Data for the task:
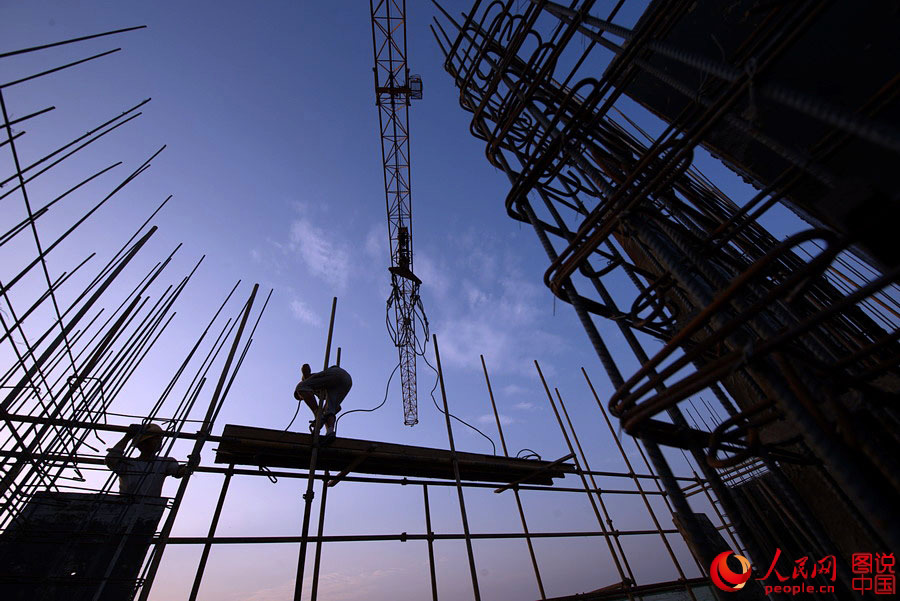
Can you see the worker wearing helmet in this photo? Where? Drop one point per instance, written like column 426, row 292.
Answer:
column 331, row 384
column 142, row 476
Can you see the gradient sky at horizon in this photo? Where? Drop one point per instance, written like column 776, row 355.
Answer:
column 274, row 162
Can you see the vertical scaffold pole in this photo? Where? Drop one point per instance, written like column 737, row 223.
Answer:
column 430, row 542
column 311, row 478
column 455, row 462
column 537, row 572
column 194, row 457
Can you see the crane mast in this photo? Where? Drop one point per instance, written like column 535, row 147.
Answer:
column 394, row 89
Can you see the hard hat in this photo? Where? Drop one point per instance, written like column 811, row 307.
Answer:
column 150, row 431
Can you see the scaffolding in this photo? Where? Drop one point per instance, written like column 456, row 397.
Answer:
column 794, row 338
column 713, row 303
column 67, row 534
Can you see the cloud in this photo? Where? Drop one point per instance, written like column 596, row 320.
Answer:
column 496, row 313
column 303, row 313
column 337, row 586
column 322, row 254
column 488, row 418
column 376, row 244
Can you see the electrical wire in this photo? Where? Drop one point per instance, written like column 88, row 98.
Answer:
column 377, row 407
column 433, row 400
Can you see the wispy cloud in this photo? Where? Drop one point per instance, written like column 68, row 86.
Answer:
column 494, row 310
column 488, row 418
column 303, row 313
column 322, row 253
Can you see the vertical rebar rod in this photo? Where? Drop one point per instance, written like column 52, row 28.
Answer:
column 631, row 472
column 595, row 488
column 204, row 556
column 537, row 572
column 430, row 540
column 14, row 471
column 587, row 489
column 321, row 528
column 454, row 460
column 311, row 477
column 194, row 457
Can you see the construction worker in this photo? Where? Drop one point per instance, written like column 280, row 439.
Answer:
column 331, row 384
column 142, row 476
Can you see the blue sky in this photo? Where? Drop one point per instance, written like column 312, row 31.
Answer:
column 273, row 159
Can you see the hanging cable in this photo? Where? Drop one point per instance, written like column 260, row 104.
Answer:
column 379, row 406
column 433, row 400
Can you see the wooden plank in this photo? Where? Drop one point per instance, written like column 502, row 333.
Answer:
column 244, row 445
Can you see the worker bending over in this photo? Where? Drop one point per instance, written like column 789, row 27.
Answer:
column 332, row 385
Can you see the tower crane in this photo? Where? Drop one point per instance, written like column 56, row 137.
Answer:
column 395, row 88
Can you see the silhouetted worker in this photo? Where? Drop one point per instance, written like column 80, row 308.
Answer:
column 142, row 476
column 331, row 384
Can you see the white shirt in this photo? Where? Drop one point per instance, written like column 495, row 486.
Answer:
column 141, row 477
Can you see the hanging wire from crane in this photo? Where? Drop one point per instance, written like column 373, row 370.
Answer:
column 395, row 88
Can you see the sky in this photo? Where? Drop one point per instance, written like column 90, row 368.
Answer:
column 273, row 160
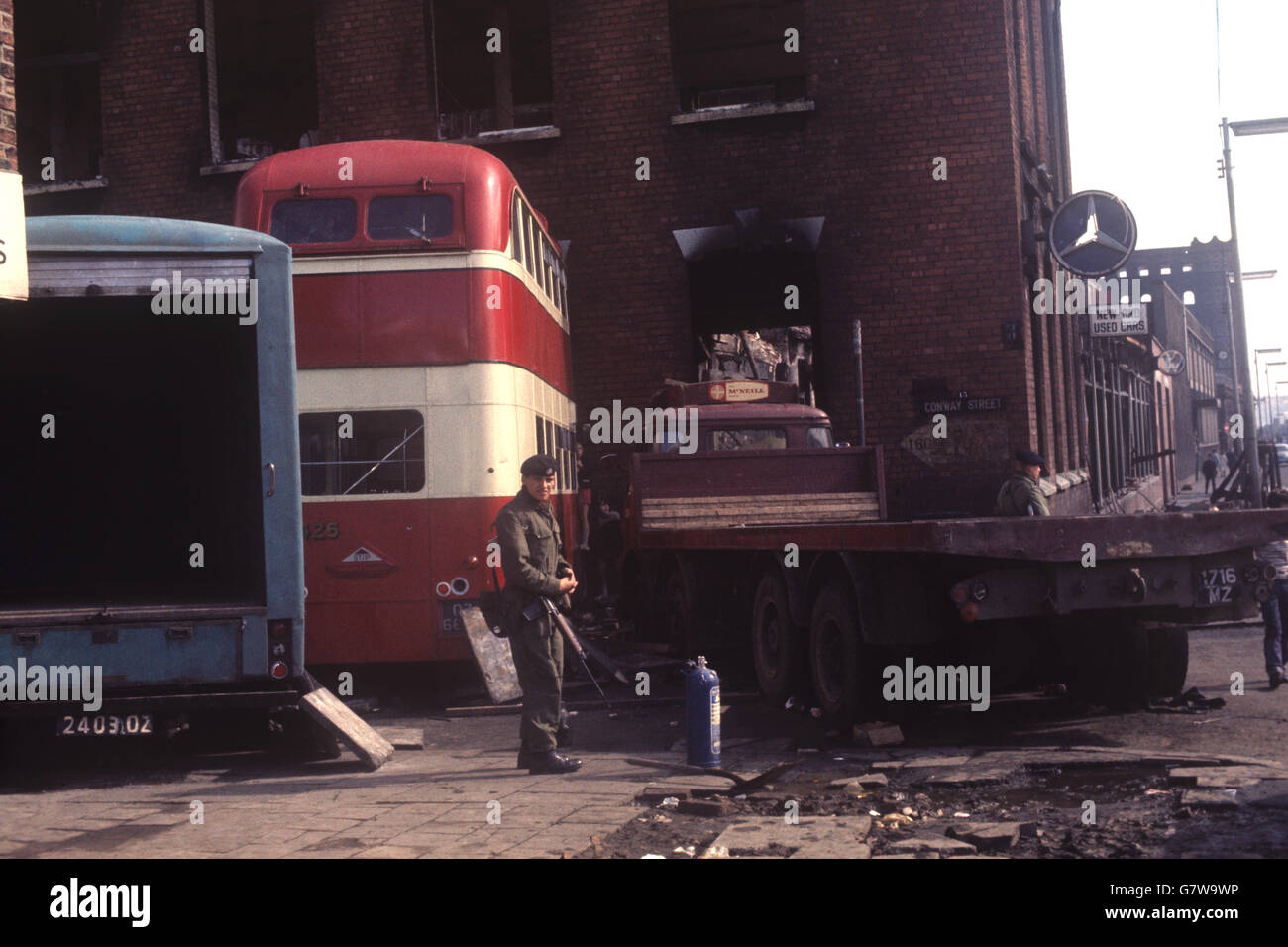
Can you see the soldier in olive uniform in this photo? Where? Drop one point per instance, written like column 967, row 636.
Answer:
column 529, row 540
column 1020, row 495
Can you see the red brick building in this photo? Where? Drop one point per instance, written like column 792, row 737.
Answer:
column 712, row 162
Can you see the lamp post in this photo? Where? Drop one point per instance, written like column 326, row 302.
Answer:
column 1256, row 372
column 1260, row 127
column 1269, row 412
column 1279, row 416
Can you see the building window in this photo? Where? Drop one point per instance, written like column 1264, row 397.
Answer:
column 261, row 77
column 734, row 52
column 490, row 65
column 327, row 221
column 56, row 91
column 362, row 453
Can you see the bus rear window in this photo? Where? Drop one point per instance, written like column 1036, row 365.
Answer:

The request:
Render all of the lines above as a numbered list, skipping blank lines. Leave the pictures out.

Solution to this exercise:
1. Can you see the worker wearing helmet in this photo? Where? Drop one point per instance, written like column 426, row 292.
2. Answer:
3. column 331, row 384
4. column 142, row 476
5. Can you see the gradient sky at horizon in this photo? Where? Drop one point per instance, written like column 776, row 355.
6. Answer:
7. column 274, row 162
8. Can you see the vertical scaffold pole in this photo? Where? Drop one point per instance, written like column 737, row 223.
9. Answer:
10. column 430, row 542
11. column 311, row 478
12. column 455, row 462
13. column 537, row 572
14. column 194, row 457
15. Can you see the crane mast in this photo? Where? Drop one point per instance, written like column 535, row 147.
16. Answer:
17. column 394, row 89
18. Can you see the hard hat in this photo? Where? Drop one point per instance, written like column 811, row 307.
19. Answer:
20. column 150, row 431
21. Can you see the scaffolding in this photo? Where? Drop one point per instance, written like column 456, row 397.
22. Answer:
23. column 794, row 338
24. column 713, row 303
25. column 67, row 534
26. Can you see the cloud in this photo? Where? Drop one point per instance, written like column 596, row 320.
27. Answer:
28. column 496, row 313
29. column 303, row 313
30. column 337, row 586
31. column 322, row 254
32. column 488, row 418
33. column 376, row 244
34. Can you see the electrical wire in this photo? Where? Drop one point per instance, written like column 88, row 98.
35. Answer:
36. column 377, row 407
37. column 433, row 400
38. Can you see the wispy cloud in this photo? Where? Drop one point per instance, written like column 68, row 86.
39. Answer:
40. column 494, row 310
41. column 488, row 418
42. column 303, row 313
43. column 322, row 253
44. Can you see the vertical rebar rod in this photo? Where? Drop one point per instance, written like column 52, row 28.
45. Answer:
46. column 631, row 472
47. column 595, row 488
48. column 204, row 556
49. column 537, row 572
50. column 430, row 540
51. column 14, row 471
52. column 587, row 489
53. column 321, row 528
54. column 454, row 460
55. column 311, row 477
56. column 194, row 457
57. Can you see the construction worker in this photo? Where? Drop one point per instance, written like column 280, row 439.
58. Answer:
59. column 331, row 384
60. column 142, row 476
61. Can you see the blue sky in this photo? Where? Drop one point per instance, written like column 312, row 31.
62. Answer:
63. column 273, row 159
64. Can you see the hanging cable in this photo? Where? Drop one point per instance, written like column 260, row 104.
65. Answer:
66. column 379, row 406
67. column 433, row 400
68. Can you see the wooden plank in this photo? Where? Drop one point per instance, written like column 502, row 333.
69. Answer:
70. column 244, row 445
71. Can you see the worker bending over in this photo? Where? Drop one point per instance, written like column 789, row 27.
72. Answer:
73. column 332, row 385
74. Can you see the tower crane in this photo? Where? Drop one point per instance, written like column 56, row 137.
75. Answer:
76. column 395, row 88
77. Can you see the silhouetted worker in this photo? Where? Drop one point per instance, written like column 80, row 308.
78. Answer:
79. column 142, row 476
80. column 331, row 384
81. Can you see the white shirt in this photo? Where? Drop one point per instance, written like column 495, row 486.
82. Answer:
83. column 141, row 477
84. Can you see the hanging wire from crane in this photo? Where? Drop one point per instance, written like column 373, row 370.
85. Answer:
86. column 395, row 88
87. Can you see the sky in this photo? Where? Drop one point per instance, written like column 90, row 368.
88. Answer:
89. column 273, row 160
90. Can you see the soldier in olive uniform in this photo? Where? Drop one point per instance, written like column 967, row 636.
91. Answer:
92. column 529, row 540
93. column 1020, row 495
94. Can you see the red brick building in this photo? Where? Drop one point per instance, written like column 792, row 737.
95. Answer:
96. column 712, row 162
97. Can you see the lamp post in this photo? Where? Drop one point per instance, written like column 326, row 302.
98. Answer:
99. column 1256, row 372
100. column 1260, row 127
101. column 1269, row 412
102. column 1279, row 416
103. Can you see the building window in this photo? Where? Drop one point per instance, written like column 1264, row 397.
104. Answer:
105. column 261, row 77
106. column 734, row 52
107. column 490, row 65
108. column 327, row 221
109. column 56, row 91
110. column 362, row 453
111. Can you see the bus rear window in this photo? Where? Drop one point per instance, written like column 1036, row 365.
112. Answer:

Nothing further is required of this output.